**EXERCISE REQUIREMENTS:**
Exclude the pictures and return every line exactly as written.

(Pointing dataset records)
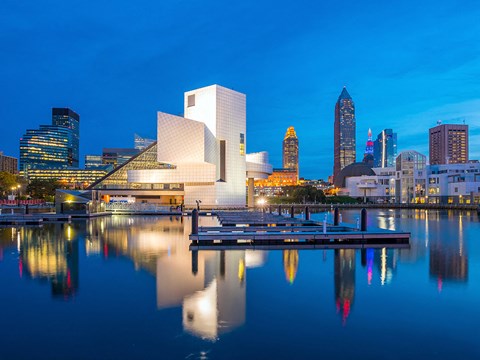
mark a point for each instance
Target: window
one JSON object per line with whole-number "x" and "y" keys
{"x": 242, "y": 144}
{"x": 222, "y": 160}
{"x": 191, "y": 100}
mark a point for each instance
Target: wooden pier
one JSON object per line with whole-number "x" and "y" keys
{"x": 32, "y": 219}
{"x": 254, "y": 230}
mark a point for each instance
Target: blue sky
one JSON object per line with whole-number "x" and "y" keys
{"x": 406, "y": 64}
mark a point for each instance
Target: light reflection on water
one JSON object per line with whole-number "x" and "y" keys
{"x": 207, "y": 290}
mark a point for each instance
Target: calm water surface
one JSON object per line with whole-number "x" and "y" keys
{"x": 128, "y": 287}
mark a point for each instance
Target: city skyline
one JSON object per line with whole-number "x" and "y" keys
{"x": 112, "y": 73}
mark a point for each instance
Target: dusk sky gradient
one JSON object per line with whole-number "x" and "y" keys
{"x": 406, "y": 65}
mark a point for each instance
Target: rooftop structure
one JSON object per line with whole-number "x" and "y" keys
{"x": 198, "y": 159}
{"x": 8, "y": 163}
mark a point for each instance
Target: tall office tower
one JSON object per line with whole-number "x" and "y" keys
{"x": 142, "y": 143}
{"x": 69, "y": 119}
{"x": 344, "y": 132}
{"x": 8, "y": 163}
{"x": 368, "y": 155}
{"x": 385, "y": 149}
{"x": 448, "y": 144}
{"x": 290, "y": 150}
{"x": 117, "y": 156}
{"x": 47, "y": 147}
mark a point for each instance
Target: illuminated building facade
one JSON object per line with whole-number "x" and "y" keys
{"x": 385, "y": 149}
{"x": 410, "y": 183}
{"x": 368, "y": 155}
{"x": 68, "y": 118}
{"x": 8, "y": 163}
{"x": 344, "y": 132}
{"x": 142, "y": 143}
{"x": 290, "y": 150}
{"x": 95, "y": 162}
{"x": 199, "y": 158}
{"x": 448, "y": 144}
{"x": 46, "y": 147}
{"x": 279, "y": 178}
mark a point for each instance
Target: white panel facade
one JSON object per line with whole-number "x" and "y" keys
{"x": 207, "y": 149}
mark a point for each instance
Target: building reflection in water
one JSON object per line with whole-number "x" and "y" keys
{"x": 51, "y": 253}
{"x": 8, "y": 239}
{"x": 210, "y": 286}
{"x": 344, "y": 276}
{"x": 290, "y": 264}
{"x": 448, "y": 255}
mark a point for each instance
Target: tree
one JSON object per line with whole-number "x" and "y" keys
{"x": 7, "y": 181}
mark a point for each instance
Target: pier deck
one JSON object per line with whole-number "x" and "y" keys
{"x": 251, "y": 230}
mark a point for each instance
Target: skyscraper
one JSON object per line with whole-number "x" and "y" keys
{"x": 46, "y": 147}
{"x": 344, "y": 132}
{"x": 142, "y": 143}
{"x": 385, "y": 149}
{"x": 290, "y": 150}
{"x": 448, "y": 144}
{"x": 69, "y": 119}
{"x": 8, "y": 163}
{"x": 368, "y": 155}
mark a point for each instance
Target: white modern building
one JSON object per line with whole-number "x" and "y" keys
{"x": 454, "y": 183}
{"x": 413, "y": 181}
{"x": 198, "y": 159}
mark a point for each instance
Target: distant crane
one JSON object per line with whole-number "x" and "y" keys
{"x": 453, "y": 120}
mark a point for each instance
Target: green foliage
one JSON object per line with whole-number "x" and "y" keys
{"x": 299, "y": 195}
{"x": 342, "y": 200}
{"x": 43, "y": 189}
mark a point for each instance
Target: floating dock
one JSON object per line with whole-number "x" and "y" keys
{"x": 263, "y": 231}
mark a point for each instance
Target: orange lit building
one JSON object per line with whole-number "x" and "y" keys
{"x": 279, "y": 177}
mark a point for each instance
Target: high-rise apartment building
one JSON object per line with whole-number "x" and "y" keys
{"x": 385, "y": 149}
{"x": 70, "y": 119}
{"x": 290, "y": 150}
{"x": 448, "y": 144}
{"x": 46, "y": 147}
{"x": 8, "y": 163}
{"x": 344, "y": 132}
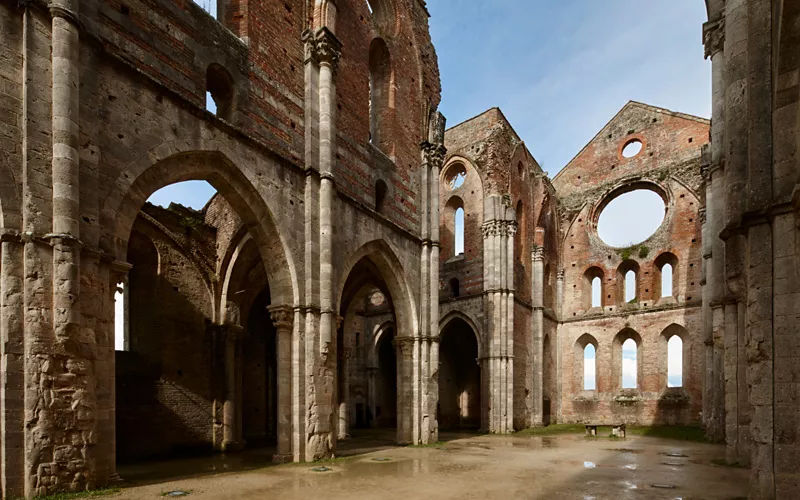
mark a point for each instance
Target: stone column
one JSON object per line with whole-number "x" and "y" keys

**SOLUTION TO THIS TASK:**
mark a point for each instance
Target: window
one JSON object per line with whole-number "x" and "y" keys
{"x": 242, "y": 144}
{"x": 222, "y": 160}
{"x": 191, "y": 100}
mark a point for each instance
Target: wooden pier
one JSON object per line with whole-number "x" and "y" keys
{"x": 32, "y": 219}
{"x": 254, "y": 230}
mark a point for each instance
Target: blue sky
one JSON object per line with whole-number "x" and "y" keys
{"x": 406, "y": 64}
mark a point for each instance
Target: light reflection on water
one JSON object per line with whole-number "x" and "y" keys
{"x": 207, "y": 290}
mark a point for each instance
Target: calm water surface
one JSON object per line with whole-number "x" and "y" keys
{"x": 128, "y": 287}
mark a point for each instance
Target: city skyline
one JSON object per line with whole-number "x" and "y" keys
{"x": 112, "y": 73}
mark a point for each instance
Target: dusk sky gradient
one JSON object per line with whole-number "x" and "y" keys
{"x": 406, "y": 65}
mark a point for each instance
Target: rooftop structure
one JSON object per line with whole-number "x" and "y" keys
{"x": 198, "y": 159}
{"x": 8, "y": 163}
mark a point for each instance
Target: tall office tower
one JSON object per line with whole-number "x" and "y" keys
{"x": 142, "y": 143}
{"x": 69, "y": 119}
{"x": 344, "y": 132}
{"x": 8, "y": 163}
{"x": 368, "y": 155}
{"x": 385, "y": 149}
{"x": 448, "y": 144}
{"x": 290, "y": 150}
{"x": 117, "y": 156}
{"x": 47, "y": 147}
mark a point for each instance
Target: illuminated building facade
one JSON object per line with whole-number "x" and "y" keys
{"x": 385, "y": 149}
{"x": 410, "y": 183}
{"x": 368, "y": 155}
{"x": 68, "y": 118}
{"x": 8, "y": 163}
{"x": 344, "y": 132}
{"x": 142, "y": 143}
{"x": 290, "y": 150}
{"x": 95, "y": 162}
{"x": 199, "y": 158}
{"x": 448, "y": 144}
{"x": 46, "y": 147}
{"x": 279, "y": 178}
mark a point for each instance
Target: white panel facade
one JSON object per line with whole-number "x" and "y" keys
{"x": 207, "y": 149}
mark a point for each instance
Target: building reflection in water
one JSON object per line with whole-number "x" and "y" keys
{"x": 51, "y": 253}
{"x": 8, "y": 239}
{"x": 210, "y": 286}
{"x": 344, "y": 276}
{"x": 290, "y": 264}
{"x": 448, "y": 255}
mark a point for each instance
Target: tree
one JSON object per line with whole-number "x" and "y" keys
{"x": 7, "y": 181}
mark a point for each instance
Target: pier deck
one JSON object per line with whole-number "x" and "y" keys
{"x": 251, "y": 230}
mark a point for each instance
Target: skyscraper
one JSON object per line with whole-number "x" and "y" keys
{"x": 46, "y": 147}
{"x": 344, "y": 132}
{"x": 142, "y": 143}
{"x": 385, "y": 149}
{"x": 290, "y": 150}
{"x": 448, "y": 144}
{"x": 69, "y": 119}
{"x": 8, "y": 163}
{"x": 368, "y": 155}
mark a point for each instance
Target: white modern building
one JSON object per line with whole-number "x" and "y" keys
{"x": 454, "y": 183}
{"x": 413, "y": 181}
{"x": 198, "y": 159}
mark a point for each instance
Target: distant crane
one JSON object per line with whole-number "x" and "y" keys
{"x": 453, "y": 120}
mark a point for each instance
Target: green foliage
one JSON object per line with whole-number "x" and "y" keys
{"x": 299, "y": 195}
{"x": 342, "y": 200}
{"x": 43, "y": 189}
mark a point for each instance
Target: floating dock
one JSON object per line with whole-number "x" and "y" keys
{"x": 263, "y": 231}
mark a point for each instance
Target: orange lit building
one JSON object per line with whole-number "x" and "y" keys
{"x": 279, "y": 177}
mark a point for each instance
Target: high-rise apartment building
one JSON object per line with whole-number "x" and "y" keys
{"x": 385, "y": 149}
{"x": 70, "y": 119}
{"x": 290, "y": 150}
{"x": 448, "y": 144}
{"x": 46, "y": 147}
{"x": 8, "y": 163}
{"x": 344, "y": 132}
mark a point for each instance
Target: stone column
one JSON object per line with whole-number "x" and "y" keys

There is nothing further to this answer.